→ **Text block**
>>

Canada’s health minister concerned about the lack of equitable access to abortion services in New Brunswick

Canada’s health minister concerned about the lack of equitable access to abortion services in New Brunswick

Canada’s health minister, Jean-Yves Duclos, has expressed his concern about the lack of equitable access to abortion services throughout New Brunswick.

However, he has not committed to any new steps to force the provincial government to expand the service. Duclos is waiting for a study commissioned by Ottawa in 2021 on barriers to access in the province.

The province offers abortions up to 13 weeks of pregnancy in three hospitals, two in Moncton and one in Bathurst, funded by Medicare. It refuses to fund the procedure at Fredericton’s Clinic 554, a private clinic.

The province says offering it at three hospitals in two cities is enough to meet demand.

Clinic manager, Valerya Edelman, said Ottawa has been “supportive” by commissioning the study and funding abortion-rights groups, but she’s not sure if there’s anything else Duclos can do. Last year, Duclos announced $3.5 million for two abortion-rights organizations, including Action Canada, which helps cover travel and accommodation costs for people seeking abortions.

The Progressive Conservative government of Blaine Higgs passed legislation in December allowing some surgeries to be performed in private clinics outside hospitals and billed to Medicare.

A private clinic in Bathurst is now doing publicly funded cataract surgeries, helping to cut down on surgical wait times in hospitals. In 2020, Higgs said funding abortions in a private clinic would be “a slippery slope.”

The Canadian Civil Liberties Association is suing the province over abortion access, arguing New Brunswick is violating the Constitution and the Canada Health Act.

In the 2019 federal election campaign, Prime Minister Justin Trudeau promised to “ensure” the province funded abortions at private clinics such as Fredericton’s Clinic 554.

In 2021, Trudeau claimed his government had clawed back “millions” of dollars in federal health transfer payments to New Brunswick over limits on access, but the actual amount that year was $140,216. In the lead-up to another election campaign that year, his government announced the study of abortion access in the province.

The research project would examine gaps and barriers to the service, such as costs, transportation, and discrimination and was expected to take 18 months.

Former University of New Brunswick law professor Jula Hughes, one of the researchers on the project, said Monday that the report had been delayed, and she now expects to have it finished around June.

<<

→ **Data extract**
>>

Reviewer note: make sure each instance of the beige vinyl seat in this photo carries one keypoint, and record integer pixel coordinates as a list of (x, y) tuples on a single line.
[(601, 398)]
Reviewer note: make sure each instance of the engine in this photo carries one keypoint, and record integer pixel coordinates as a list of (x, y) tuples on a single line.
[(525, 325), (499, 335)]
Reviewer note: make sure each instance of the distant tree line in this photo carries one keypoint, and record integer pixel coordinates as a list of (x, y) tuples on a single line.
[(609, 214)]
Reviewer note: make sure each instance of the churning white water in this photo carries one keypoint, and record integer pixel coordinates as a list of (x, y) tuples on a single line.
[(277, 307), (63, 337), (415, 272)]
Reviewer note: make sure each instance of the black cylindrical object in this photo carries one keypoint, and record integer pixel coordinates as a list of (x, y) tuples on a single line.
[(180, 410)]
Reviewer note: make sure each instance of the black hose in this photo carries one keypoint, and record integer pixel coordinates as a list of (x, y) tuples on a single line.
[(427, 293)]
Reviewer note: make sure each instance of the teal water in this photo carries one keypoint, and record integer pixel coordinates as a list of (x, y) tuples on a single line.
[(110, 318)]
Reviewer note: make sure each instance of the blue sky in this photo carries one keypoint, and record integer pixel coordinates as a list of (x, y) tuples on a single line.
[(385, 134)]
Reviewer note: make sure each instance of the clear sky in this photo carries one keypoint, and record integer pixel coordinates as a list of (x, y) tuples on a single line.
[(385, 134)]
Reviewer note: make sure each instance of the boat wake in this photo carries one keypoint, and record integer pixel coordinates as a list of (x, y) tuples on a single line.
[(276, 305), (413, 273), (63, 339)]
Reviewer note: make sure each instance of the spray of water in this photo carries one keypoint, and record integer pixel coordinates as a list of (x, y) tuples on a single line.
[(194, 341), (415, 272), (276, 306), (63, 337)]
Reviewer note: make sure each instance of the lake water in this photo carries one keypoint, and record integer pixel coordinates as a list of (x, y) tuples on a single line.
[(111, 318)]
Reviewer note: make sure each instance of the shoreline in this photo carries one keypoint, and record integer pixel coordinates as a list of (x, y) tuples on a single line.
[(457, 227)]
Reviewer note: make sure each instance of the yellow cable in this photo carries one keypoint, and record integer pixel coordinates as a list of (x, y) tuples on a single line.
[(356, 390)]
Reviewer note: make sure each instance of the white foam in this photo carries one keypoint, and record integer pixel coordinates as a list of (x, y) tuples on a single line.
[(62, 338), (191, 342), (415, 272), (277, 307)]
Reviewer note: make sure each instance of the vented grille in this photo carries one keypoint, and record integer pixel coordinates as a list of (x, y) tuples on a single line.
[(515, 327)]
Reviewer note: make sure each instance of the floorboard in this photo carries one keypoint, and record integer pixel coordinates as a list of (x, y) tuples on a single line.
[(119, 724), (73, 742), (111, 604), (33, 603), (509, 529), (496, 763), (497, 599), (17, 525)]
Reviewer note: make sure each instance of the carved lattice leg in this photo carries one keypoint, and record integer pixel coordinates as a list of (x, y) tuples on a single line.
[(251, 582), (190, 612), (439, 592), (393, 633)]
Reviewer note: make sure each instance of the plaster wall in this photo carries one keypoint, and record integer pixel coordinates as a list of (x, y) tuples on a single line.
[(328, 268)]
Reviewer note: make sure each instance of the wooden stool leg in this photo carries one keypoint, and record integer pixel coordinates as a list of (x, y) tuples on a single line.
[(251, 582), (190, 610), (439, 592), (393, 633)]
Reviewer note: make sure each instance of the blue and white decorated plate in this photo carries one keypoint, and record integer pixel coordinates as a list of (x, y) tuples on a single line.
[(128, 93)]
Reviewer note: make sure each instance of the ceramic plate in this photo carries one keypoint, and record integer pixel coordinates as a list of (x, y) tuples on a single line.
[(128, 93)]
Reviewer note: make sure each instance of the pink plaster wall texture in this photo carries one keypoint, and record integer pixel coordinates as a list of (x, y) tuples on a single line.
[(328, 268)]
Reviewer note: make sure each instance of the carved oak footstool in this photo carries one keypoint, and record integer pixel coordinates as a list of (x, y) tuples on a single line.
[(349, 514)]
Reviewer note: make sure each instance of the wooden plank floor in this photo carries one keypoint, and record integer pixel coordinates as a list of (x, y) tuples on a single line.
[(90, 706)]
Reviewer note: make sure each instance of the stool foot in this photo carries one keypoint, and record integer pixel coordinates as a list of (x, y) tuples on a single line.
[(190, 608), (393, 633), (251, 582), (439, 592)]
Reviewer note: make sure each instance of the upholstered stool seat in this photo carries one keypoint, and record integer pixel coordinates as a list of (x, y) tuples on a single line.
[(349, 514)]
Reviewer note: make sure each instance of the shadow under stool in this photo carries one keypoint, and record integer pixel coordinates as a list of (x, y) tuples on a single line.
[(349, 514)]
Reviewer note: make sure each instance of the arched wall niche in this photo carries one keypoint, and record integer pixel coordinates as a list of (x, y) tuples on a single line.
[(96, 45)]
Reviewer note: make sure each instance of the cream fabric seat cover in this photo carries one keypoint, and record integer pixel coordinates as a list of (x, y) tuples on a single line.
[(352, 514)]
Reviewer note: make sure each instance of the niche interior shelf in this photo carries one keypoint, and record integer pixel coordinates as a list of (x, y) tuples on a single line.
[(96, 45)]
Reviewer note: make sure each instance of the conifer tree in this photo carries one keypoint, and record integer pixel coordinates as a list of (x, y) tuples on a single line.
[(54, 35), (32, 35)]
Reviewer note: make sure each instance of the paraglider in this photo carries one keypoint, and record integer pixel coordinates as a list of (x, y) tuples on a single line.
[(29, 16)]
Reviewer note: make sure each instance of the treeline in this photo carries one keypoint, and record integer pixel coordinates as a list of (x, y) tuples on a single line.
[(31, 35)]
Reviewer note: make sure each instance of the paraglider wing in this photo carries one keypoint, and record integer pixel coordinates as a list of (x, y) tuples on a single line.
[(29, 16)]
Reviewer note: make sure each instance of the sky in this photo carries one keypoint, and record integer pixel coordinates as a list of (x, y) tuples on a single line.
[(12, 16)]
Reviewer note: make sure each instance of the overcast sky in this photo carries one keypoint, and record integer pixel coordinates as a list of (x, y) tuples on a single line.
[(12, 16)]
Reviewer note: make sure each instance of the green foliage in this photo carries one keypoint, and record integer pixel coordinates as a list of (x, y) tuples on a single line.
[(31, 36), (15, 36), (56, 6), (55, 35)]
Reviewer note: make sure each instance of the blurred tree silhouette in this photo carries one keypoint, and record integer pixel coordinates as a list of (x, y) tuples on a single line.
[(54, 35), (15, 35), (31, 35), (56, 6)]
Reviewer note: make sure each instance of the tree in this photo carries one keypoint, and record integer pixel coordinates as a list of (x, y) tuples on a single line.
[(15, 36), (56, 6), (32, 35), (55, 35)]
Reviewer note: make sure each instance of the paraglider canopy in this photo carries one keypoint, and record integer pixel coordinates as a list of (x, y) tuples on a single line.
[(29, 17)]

<<

→ **Directions**
Copy the stretch of the article on abortion access in New Brunswick from "Clinic manager, Valerya" through "billed to Medicare.", swapping "abortion-rights organizations" for "reproductive-rights organizations". You can set the entries aside, since none of this work depends on them.

→ **Exercise response**
Clinic manager, Valerya Edelman, said Ottawa has been “supportive” by commissioning the study and funding abortion-rights groups, but she’s not sure if there’s anything else Duclos can do. Last year, Duclos announced $3.5 million for two reproductive-rights organizations, including Action Canada, which helps cover travel and accommodation costs for people seeking abortions.

The Progressive Conservative government of Blaine Higgs passed legislation in December allowing some surgeries to be performed in private clinics outside hospitals and billed to Medicare.